(Some entries)

────────────────────

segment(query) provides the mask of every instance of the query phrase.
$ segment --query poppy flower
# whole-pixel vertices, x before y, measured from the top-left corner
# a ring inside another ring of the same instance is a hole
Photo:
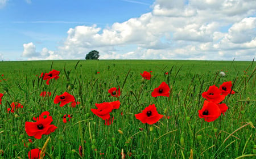
[[[105,125],[110,125],[113,123],[114,121],[114,117],[109,118],[109,119],[105,120]]]
[[[215,85],[210,86],[207,92],[202,93],[202,97],[210,102],[219,104],[223,101],[225,96],[221,95],[221,91]]]
[[[113,97],[119,97],[121,95],[120,87],[118,86],[118,89],[115,87],[111,88],[109,89],[108,92]]]
[[[151,93],[151,96],[153,97],[156,97],[158,96],[169,97],[170,91],[170,87],[168,84],[164,81],[163,81],[159,87],[154,89],[154,91]]]
[[[221,94],[226,96],[231,93],[232,94],[234,94],[235,92],[231,89],[232,87],[232,82],[231,81],[224,82],[220,86],[220,91]]]
[[[32,136],[36,139],[40,139],[43,135],[48,135],[51,132],[54,132],[57,128],[54,124],[51,124],[53,121],[52,117],[49,115],[48,111],[43,112],[39,117],[33,118],[36,120],[35,122],[25,122],[25,131],[30,136]]]
[[[75,101],[75,99],[74,96],[65,92],[63,94],[60,96],[56,96],[54,99],[53,102],[55,104],[58,104],[60,102],[60,106],[62,107],[66,104],[71,102]]]
[[[40,94],[40,96],[41,97],[45,97],[46,94],[47,94],[48,96],[51,96],[52,95],[52,93],[49,92],[46,92],[46,91],[44,91],[42,92],[41,94]]]
[[[28,139],[28,141],[29,141],[30,143],[32,143],[31,139]],[[27,145],[26,145],[26,144],[27,144]],[[24,141],[24,147],[27,148],[28,145],[28,142],[25,142],[25,141]]]
[[[229,109],[229,108],[228,107],[228,106],[226,106],[226,105],[225,103],[218,104],[218,105],[221,113],[222,113],[223,115],[225,115],[224,113],[226,111],[226,110],[228,110],[228,109]]]
[[[114,109],[118,109],[120,106],[120,102],[116,101],[110,102],[103,102],[101,104],[95,104],[98,109],[91,109],[90,110],[97,116],[101,118],[103,120],[106,120],[110,118],[109,113]]]
[[[63,122],[64,123],[67,123],[67,118],[68,118],[68,122],[70,121],[70,119],[71,119],[72,118],[72,115],[69,115],[69,114],[65,114],[63,116],[63,118],[62,118],[63,119]]]
[[[140,120],[143,123],[152,124],[156,123],[163,115],[158,114],[154,104],[146,107],[142,113],[135,114],[136,119]]]
[[[28,156],[29,159],[40,159],[41,150],[38,148],[34,148],[28,152]]]
[[[199,118],[204,118],[204,121],[208,122],[215,121],[221,114],[217,104],[207,100],[204,101],[202,109],[198,112]]]
[[[151,72],[152,72],[152,71],[151,71]],[[150,74],[150,73],[147,71],[144,71],[142,74],[141,73],[141,75],[144,79],[150,80],[151,78],[151,75]]]
[[[49,85],[49,81],[50,79],[55,79],[55,80],[57,80],[57,79],[60,78],[58,76],[59,74],[60,74],[60,71],[52,70],[52,71],[49,71],[49,73],[42,73],[41,78],[43,78],[43,80],[47,80],[47,81],[46,81],[46,84]]]
[[[7,108],[8,113],[11,110],[11,113],[14,113],[15,110],[17,110],[18,111],[18,108],[23,108],[23,106],[20,103],[18,102],[12,102],[11,104],[11,108]]]
[[[2,97],[3,97],[3,93],[0,93],[0,104],[2,104],[1,102],[2,102]]]
[[[75,108],[77,105],[78,105],[80,103],[81,103],[80,102],[72,101],[72,102],[71,102],[71,104],[69,105],[69,106],[72,106],[72,108]]]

────────────────────

### WHAT YOU SHOULD DO
Count how many lines of the entries above contain the string "query", and reply with the number alone.

### RESPONSE TO THE EXERCISE
2